SHORT EXERCISE
Reproduce the data that follows line for line, with no changes.

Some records
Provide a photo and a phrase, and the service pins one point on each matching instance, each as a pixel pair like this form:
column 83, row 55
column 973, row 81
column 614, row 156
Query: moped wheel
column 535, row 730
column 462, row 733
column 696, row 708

WRITTEN RESPONSE
Provide a photo and a phrase, and the service pins one point on each matching instance, each as a pixel pair like this form:
column 83, row 55
column 973, row 81
column 614, row 156
Query: moped wheel
column 535, row 730
column 462, row 733
column 696, row 708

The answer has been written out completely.